GIVEN INSTRUCTION |
Collect every line in the lines below that contains the word "backpack", and copy each one in full.

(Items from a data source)
═══

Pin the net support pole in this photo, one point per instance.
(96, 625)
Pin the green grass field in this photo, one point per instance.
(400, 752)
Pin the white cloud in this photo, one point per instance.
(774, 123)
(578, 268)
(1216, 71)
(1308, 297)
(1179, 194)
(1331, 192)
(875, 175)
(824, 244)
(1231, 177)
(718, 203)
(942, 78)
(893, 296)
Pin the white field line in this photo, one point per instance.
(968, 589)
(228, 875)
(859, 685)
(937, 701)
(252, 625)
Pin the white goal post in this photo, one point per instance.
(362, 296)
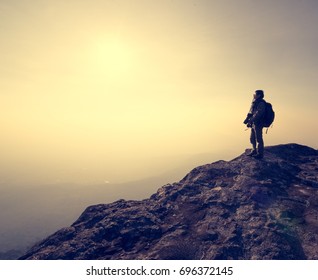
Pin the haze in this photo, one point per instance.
(101, 92)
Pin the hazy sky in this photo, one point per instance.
(104, 90)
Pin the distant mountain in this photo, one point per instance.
(239, 209)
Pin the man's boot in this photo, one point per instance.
(252, 153)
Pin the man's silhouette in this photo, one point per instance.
(254, 120)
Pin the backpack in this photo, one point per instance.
(269, 115)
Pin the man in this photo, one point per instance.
(254, 120)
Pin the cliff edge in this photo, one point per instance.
(239, 209)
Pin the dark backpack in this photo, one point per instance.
(269, 115)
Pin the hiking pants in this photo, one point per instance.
(257, 138)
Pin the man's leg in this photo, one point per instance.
(253, 141)
(259, 140)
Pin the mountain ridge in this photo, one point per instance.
(238, 209)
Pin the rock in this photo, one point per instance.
(240, 209)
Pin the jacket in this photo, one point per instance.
(257, 112)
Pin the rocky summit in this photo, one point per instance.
(245, 209)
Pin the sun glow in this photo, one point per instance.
(113, 59)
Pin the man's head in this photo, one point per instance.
(258, 94)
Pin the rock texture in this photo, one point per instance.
(240, 209)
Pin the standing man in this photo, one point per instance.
(254, 120)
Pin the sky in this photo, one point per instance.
(112, 91)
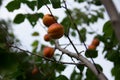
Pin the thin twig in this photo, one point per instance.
(48, 59)
(71, 18)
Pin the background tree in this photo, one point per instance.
(20, 64)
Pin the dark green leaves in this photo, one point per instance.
(42, 3)
(56, 3)
(31, 4)
(91, 53)
(107, 28)
(75, 76)
(83, 34)
(61, 77)
(11, 6)
(35, 34)
(19, 18)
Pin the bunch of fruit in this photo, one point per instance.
(94, 44)
(55, 31)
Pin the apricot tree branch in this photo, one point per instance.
(87, 63)
(114, 16)
(48, 59)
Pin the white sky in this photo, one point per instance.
(24, 30)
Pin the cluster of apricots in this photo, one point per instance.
(94, 44)
(55, 31)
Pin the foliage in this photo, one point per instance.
(17, 64)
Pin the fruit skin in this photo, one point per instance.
(35, 70)
(56, 31)
(48, 52)
(47, 37)
(48, 19)
(91, 47)
(95, 42)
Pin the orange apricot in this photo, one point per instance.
(48, 52)
(48, 19)
(56, 31)
(47, 37)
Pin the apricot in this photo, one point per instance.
(56, 31)
(48, 52)
(48, 19)
(47, 37)
(35, 70)
(95, 42)
(91, 47)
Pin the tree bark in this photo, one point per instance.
(114, 16)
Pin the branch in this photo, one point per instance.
(48, 59)
(87, 63)
(114, 16)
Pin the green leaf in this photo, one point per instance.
(107, 29)
(35, 34)
(91, 53)
(19, 18)
(67, 24)
(83, 34)
(11, 6)
(33, 18)
(35, 43)
(80, 1)
(60, 67)
(75, 76)
(61, 77)
(90, 75)
(97, 2)
(73, 33)
(42, 3)
(56, 3)
(31, 4)
(80, 67)
(116, 71)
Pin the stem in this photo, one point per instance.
(114, 16)
(72, 20)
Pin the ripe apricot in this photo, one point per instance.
(35, 70)
(48, 52)
(56, 31)
(95, 42)
(91, 47)
(47, 37)
(48, 19)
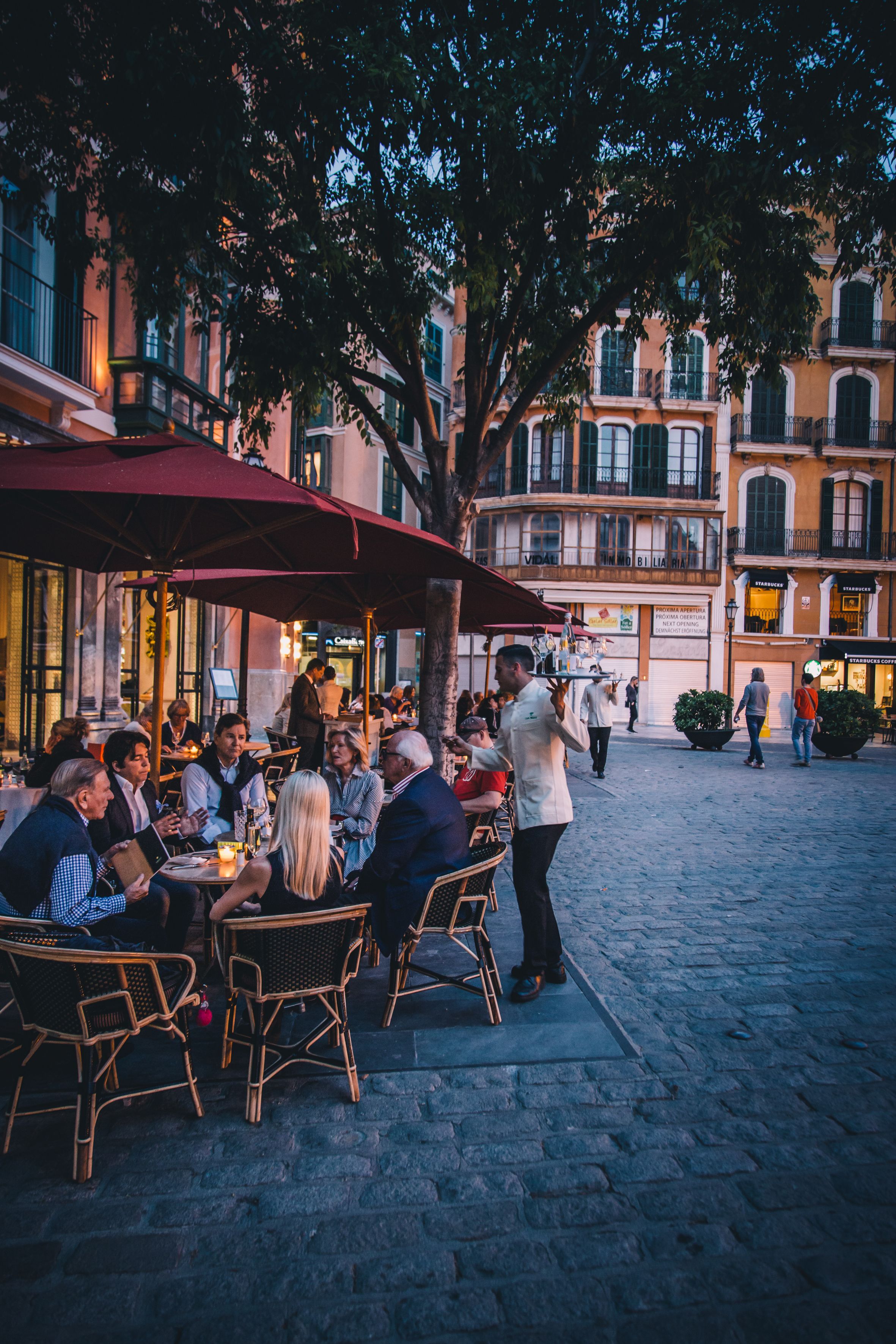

═══

WRITTEN RESPONSE |
Pin the backpack in this photo, one point per instance.
Pin the dark backpack in this photo, one point per instance.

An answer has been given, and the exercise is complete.